Responsivitas Kebijakan Moneter terhadap Bursa Syariah

Meskipun perkembangannya relatif baru dibandingkan dengan perbankan syariah, keberadaan pasar modal syariah di Indonesia terus mengalami perkembangan, baik dari segi jumlah produk maupun jumlah emiten. Langkah awal perkembangan pasar modal syariah di Indonesia diawali dengan penerbitan reksadana syariah pada tanggal 25 Juni 1997, yang diikuti oleh peluncuran Jakarta Islamic Index pada tanggal 3 Juli 2000, dan penerbitan obligasi syariah pada akhir tahun 2002. JII diluncurkan oleh Bursa Efek Indonesia (BEI) bersama dengan PT Dana Reksa Investment Management (DIM). JII mencakup 30 jenis saham yang memenuhi ketentuan syariah sebagaimana yang ditetapkan oleh Dewan Syariah Nasional (DSN) MUI.

Sementara di sisi lain, pertumbuhan ekonomi sebesar 6,5 persen tahun lalu, lebih banyak disumbangkan oleh variabel konsumsi rumah tangga dan investasi terhadap sektor riil di Indonesia. Pertumbuhan investasi terhadap sektor riil ini antara lain dapat direalisasikan melalui pasar modal syariah. Pasar modal memiliki peran penting terhadap negara, salah satunya adalah untuk menciptakan fasilitas bagi keperluan industri dan keseluruhan entitas dalam memenuhi supply dan demand pasar modal. Keberadaan pasar modal syariah di Indonesia telah memberikan kontribusi terhadap perekonomian negara di berbagai sektor, seperti pertanian, pertambangan, properti, real estate dan lain sebagainya, dimana banyak perusahaan di bidang tersebut yang menerbitkan saham syariah.

• Bahan yang Disediakan
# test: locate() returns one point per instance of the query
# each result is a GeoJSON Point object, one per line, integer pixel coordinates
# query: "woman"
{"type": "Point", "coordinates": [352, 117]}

• Petunjuk Tugas
1 - Tolong ringkas paragraf yang diawali "Meskipun perkembangannya relatif baru" dalam cuplikan tentang pasar modal syariah menjadi daftar poin singkat tanpa menghilangkan fakta pokoknya.
2 - Lanjutkan cuplikan tentang pasar modal syariah di Indonesia dengan satu paragraf baru setelah kalimat terakhirnya.
Baris-baris tersebut diambil dari sumber yang berbeda.

• Tugas Terjawab
1 -
- Pasar modal syariah di Indonesia relatif baru dibandingkan perbankan syariah, tetapi terus berkembang dari segi jumlah produk dan emiten.
- Tonggak awalnya adalah penerbitan reksadana syariah (25 Juni 1997), peluncuran Jakarta Islamic Index (3 Juli 2000), dan penerbitan obligasi syariah (akhir 2002).
- JII diluncurkan oleh Bursa Efek Indonesia (BEI) bersama PT Dana Reksa Investment Management (DIM).
- JII mencakup 30 saham yang memenuhi ketentuan syariah dari Dewan Syariah Nasional (DSN) MUI.

2 -
Baiknya kondisi tersebut mengakibatkan kenaikan status investasi Indonesia menjadi Investmen Grade oleh sejumlah lembaga rating internasional. Ini menunjukkan semakin kuatnya fundamental perekonomian, semakin solidnya stabilitas politik dalam jangka panjang, dan semakin baiknya manajemen anggaran pemerintah serta kebijakan moneter yang ada, terlepas dari pro kontra yang ada akhir-akhir ini. Pada level ini, perhatian terhadap Indonesia akan semakin terbuka terutama dari kalangan investor. Kondisi ini memunculkan pemikiran bahwa akan terjadi responsivitas dan dinamika akibat adanya kebijakan moneter dan pasar modal syariah yang akan memengaruhi perekonomian Indonesia.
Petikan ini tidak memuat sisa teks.